Aim of the exercise: Nothing less than an exact copy of all the records is required.
** Opening Stored data block **
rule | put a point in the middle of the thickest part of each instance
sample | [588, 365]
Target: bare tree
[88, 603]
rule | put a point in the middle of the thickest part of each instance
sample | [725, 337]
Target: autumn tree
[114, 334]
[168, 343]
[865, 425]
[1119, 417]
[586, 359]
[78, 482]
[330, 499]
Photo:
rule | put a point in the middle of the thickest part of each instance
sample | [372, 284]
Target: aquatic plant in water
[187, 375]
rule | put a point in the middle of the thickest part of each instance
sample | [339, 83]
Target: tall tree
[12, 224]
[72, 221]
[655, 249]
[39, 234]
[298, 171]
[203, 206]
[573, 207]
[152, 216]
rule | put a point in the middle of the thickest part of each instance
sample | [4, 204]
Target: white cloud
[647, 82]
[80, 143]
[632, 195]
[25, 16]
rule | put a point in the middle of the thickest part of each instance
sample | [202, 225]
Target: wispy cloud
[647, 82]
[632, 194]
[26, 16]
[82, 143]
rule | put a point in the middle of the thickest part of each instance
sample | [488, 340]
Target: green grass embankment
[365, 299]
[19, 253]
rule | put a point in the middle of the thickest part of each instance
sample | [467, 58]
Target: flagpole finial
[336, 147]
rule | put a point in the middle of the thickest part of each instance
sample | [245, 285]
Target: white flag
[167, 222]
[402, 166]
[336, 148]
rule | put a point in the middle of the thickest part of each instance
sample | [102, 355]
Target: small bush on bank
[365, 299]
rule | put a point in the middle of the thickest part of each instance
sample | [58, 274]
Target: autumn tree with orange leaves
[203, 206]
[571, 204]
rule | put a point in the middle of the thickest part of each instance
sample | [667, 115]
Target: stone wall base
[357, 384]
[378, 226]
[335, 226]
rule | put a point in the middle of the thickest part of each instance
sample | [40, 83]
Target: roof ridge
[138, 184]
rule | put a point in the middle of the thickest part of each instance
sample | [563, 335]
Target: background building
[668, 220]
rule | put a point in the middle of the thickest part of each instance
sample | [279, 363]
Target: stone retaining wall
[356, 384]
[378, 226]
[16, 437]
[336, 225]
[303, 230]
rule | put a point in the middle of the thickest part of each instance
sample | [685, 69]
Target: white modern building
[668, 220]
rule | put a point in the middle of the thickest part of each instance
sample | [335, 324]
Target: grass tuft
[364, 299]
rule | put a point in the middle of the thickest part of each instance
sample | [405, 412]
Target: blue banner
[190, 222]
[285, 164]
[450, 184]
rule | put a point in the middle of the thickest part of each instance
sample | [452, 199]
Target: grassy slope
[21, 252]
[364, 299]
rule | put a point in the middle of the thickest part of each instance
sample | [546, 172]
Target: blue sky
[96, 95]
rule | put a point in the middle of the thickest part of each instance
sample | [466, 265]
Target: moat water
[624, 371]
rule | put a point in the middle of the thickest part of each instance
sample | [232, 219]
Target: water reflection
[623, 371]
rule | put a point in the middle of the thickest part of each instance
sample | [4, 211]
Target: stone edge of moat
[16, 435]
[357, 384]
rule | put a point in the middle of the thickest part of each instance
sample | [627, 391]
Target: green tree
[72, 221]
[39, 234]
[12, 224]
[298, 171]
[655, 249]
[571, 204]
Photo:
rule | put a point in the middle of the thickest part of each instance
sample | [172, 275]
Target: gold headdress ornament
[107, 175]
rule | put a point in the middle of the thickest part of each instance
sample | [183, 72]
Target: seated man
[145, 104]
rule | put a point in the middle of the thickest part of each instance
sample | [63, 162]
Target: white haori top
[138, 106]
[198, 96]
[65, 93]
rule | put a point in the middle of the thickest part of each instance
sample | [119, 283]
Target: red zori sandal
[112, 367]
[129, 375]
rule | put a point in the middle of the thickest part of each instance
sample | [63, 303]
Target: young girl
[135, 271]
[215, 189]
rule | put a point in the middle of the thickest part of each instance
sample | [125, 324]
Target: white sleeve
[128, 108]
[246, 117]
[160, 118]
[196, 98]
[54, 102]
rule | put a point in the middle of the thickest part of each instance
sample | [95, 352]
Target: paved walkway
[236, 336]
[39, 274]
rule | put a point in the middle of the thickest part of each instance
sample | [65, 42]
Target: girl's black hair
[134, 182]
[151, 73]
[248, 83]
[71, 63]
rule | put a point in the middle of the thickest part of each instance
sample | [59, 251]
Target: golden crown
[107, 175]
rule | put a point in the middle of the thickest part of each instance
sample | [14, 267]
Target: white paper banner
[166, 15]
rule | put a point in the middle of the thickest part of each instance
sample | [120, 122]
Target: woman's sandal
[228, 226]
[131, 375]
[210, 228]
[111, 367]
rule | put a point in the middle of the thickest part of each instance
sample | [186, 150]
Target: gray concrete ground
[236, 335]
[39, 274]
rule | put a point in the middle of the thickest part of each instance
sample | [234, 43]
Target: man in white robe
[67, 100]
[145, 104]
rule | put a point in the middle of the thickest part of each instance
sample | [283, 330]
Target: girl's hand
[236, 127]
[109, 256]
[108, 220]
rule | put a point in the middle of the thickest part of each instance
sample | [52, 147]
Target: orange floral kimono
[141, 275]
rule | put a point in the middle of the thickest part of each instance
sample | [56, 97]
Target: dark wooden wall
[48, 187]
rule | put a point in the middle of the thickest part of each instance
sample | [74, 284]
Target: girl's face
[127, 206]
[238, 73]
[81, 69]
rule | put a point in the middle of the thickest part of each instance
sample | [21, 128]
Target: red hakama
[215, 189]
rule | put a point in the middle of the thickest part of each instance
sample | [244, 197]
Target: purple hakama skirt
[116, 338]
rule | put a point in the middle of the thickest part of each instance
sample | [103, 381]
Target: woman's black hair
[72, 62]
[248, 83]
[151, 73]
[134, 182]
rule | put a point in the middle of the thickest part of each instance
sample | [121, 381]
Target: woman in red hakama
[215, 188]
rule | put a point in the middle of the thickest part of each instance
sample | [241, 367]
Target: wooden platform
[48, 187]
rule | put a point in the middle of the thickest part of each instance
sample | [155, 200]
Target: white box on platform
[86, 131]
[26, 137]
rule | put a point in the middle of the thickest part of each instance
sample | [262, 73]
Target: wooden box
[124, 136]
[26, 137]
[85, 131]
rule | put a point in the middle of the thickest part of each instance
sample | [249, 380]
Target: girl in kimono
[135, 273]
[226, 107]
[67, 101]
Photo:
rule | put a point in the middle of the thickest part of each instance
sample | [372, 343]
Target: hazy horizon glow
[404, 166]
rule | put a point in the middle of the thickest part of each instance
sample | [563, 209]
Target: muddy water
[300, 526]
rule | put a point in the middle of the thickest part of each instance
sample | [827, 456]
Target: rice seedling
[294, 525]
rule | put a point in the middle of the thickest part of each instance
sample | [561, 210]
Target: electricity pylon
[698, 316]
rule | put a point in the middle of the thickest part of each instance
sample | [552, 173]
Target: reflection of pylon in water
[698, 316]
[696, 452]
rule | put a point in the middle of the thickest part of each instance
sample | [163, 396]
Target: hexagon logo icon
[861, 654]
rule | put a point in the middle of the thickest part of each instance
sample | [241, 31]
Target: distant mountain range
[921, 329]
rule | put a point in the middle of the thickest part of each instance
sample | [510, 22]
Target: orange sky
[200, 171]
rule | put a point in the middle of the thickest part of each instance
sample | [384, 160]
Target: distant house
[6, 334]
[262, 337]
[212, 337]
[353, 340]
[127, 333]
** Closing Stored data block **
Written answer:
rule | put a point in the middle of the thickest part of each instance
sample | [588, 365]
Target: bare tree
[88, 603]
rule | put a point in the middle of the thickest part of each instance
sample | [725, 337]
Target: autumn tree
[114, 334]
[168, 343]
[865, 425]
[1119, 417]
[586, 359]
[78, 482]
[330, 499]
Photo:
rule | put a point in the middle of the thickest part of each instance
sample | [372, 284]
Target: aquatic plant in water
[187, 375]
rule | put a point in the middle of the thickest part of each instance
sample | [339, 83]
Target: tall tree
[12, 224]
[72, 221]
[655, 249]
[39, 234]
[298, 171]
[203, 206]
[573, 207]
[152, 216]
rule | put a point in the middle of the thickest part of each instance
sample | [4, 204]
Target: white cloud
[647, 82]
[80, 143]
[632, 195]
[25, 16]
rule | put a point in the middle of the thickest part of each instance
sample | [202, 225]
Target: wispy cloud
[647, 82]
[632, 194]
[26, 16]
[82, 143]
rule | put a point in the middle of the thickest part of each instance
sample | [488, 340]
Target: green grass embankment
[365, 299]
[19, 253]
rule | put a point in the middle of the thickest part of each instance
sample | [467, 58]
Target: flagpole finial
[336, 147]
rule | put a point in the middle of the thickest part of each instance
sample | [245, 285]
Target: white flag
[167, 222]
[402, 166]
[336, 148]
rule | put a point in the middle of the thickest part of each instance
sample | [102, 355]
Target: small bush on bank
[365, 299]
rule | put a point in the middle of the thickest part of each instance
sample | [58, 274]
Target: autumn tree with orange leaves
[203, 206]
[571, 204]
rule | put a point in the middle of the thickest part of each instance
sample | [667, 115]
Target: stone wall base
[357, 384]
[378, 226]
[335, 226]
rule | put a point in the middle of the thickest part of each instance
sample | [40, 83]
Target: roof ridge
[138, 184]
rule | put a point in the middle of the thickest part of each instance
sample | [563, 335]
Target: background building
[668, 220]
rule | put a point in the middle of the thickest part of each instance
sample | [279, 363]
Target: stone retaining wall
[356, 384]
[378, 226]
[16, 437]
[336, 225]
[303, 230]
rule | put a point in the middle of the thickest part of each instance
sample | [685, 69]
Target: white modern building
[668, 220]
rule | put a point in the middle of the thickest part of each instance
sample | [335, 324]
Target: grass tuft
[364, 299]
rule | put a point in the middle of the thickest part of each instance
sample | [405, 412]
Target: blue banner
[190, 222]
[285, 164]
[450, 184]
rule | put a point in the middle of the thickest part of each instance
sample | [452, 199]
Target: grassy slope
[21, 252]
[364, 299]
rule | put a point in the middle of the thickest part of each instance
sample | [546, 172]
Target: blue sky
[96, 95]
rule | put a point in the middle of the thickest part of each instance
sample | [466, 265]
Target: moat water
[624, 371]
rule | put a point in the middle of the thickest part of each instance
sample | [232, 219]
Target: water reflection
[623, 371]
rule | put a point in the middle of the thickest part of each instance
sample | [4, 211]
Target: stone edge of moat
[16, 435]
[357, 384]
rule | put a point in the middle of the thickest part of each instance
sample | [627, 391]
Target: green tree
[72, 221]
[39, 234]
[12, 224]
[298, 171]
[655, 249]
[571, 204]
Photo:
rule | put a point in the middle of the thickest part of each instance
sample | [172, 275]
Target: gold headdress ornament
[107, 175]
rule | put a point in the middle of the thickest part of each instance
sample | [183, 72]
Target: seated man
[145, 104]
rule | put a point in the middle of the thickest part of each instance
sample | [63, 162]
Target: white haori top
[138, 106]
[198, 96]
[65, 93]
rule | put a point in the middle of the thickest part of each instance
sample | [119, 283]
Target: red zori sandal
[112, 367]
[129, 375]
rule | put a point in the middle of the thickest part of each instance
sample | [63, 303]
Target: young girl
[135, 271]
[215, 189]
rule | put a point in the middle of the thickest part of each instance
sample | [125, 324]
Target: white sleeve
[128, 108]
[246, 117]
[160, 118]
[196, 98]
[54, 102]
rule | put a point in the middle of the thickest part of each instance
sample | [95, 352]
Target: paved walkway
[236, 336]
[39, 274]
rule | put a point in the middle of the thickest part of each instance
sample | [65, 42]
Target: girl's black hair
[134, 182]
[151, 73]
[248, 83]
[71, 63]
rule | put a point in the middle of the thickest part of each instance
sample | [59, 251]
Target: golden crown
[107, 175]
rule | put a point in the middle of the thickest part of each instance
sample | [14, 267]
Target: white paper banner
[166, 15]
rule | put a point in the middle of the thickest part of each instance
sample | [120, 122]
Target: woman's sandal
[228, 226]
[131, 375]
[210, 228]
[111, 367]
rule | put a point in the middle of the thickest part of each instance
sample | [186, 150]
Target: gray concrete ground
[236, 335]
[39, 274]
rule | put a point in the middle of the thickest part of each instance
sample | [234, 43]
Target: man in white robe
[67, 100]
[145, 104]
rule | put a point in the middle of the thickest part of each instance
sample | [283, 330]
Target: girl's hand
[236, 127]
[109, 256]
[108, 220]
rule | put a point in the middle of the thickest part of each instance
sample | [52, 147]
Target: orange floral kimono
[141, 275]
rule | put a point in the middle of the thickest part of each instance
sample | [56, 97]
Target: dark wooden wall
[48, 187]
rule | put a point in the middle of the thickest part of each instance
sample | [74, 284]
Target: girl's face
[127, 206]
[238, 73]
[81, 69]
rule | put a point in the middle of the thickest part of each instance
sample | [21, 128]
Target: red hakama
[215, 189]
rule | put a point in the middle of the thickest part of each instance
sample | [244, 197]
Target: purple hakama skirt
[116, 338]
rule | put a point in the middle of the thickest part of each instance
sample | [103, 381]
Target: woman's black hair
[72, 62]
[248, 83]
[151, 73]
[134, 182]
rule | put a point in the middle of the thickest part of each instance
sample | [121, 381]
Target: woman in red hakama
[215, 188]
rule | put a point in the middle of the thickest part of each instance
sample | [241, 367]
Target: wooden platform
[48, 187]
rule | put a point in the middle of the thickest part of each instance
sample | [155, 200]
Target: white box on platform
[86, 131]
[26, 137]
rule | put a point in the middle of the thickest part of each instance
sample | [262, 73]
Target: wooden box
[124, 136]
[26, 137]
[85, 131]
rule | put a point in the middle of the thickest part of each instance
sample | [249, 380]
Target: girl in kimono
[135, 273]
[226, 107]
[67, 101]
Photo:
rule | put a point in the middle of the thickest part of each instance
sample | [372, 343]
Target: hazy horizon glow
[404, 166]
rule | put a point in the middle of the thickest part of each instance
sample | [563, 209]
Target: muddy water
[300, 526]
rule | put a point in the middle of the thickest part of each instance
sample | [827, 456]
Target: rice seedling
[294, 525]
rule | put a point in the middle of the thickest part of each instance
sample | [561, 210]
Target: electricity pylon
[698, 316]
rule | put a point in the middle of the thickest part of each instance
sample | [552, 173]
Target: reflection of pylon in water
[698, 316]
[696, 452]
rule | put a point in the middle of the thickest part of each instance
sample | [163, 396]
Target: hexagon logo icon
[861, 654]
rule | put a point in the middle of the thickest part of each instance
sample | [241, 31]
Target: distant mountain range
[921, 329]
rule | put a point in the middle of the thickest part of each instance
sample | [510, 22]
Target: orange sky
[200, 171]
rule | put a point in the middle of the thickest part of each instance
sample | [384, 160]
Target: distant house
[6, 334]
[262, 337]
[212, 337]
[353, 340]
[127, 333]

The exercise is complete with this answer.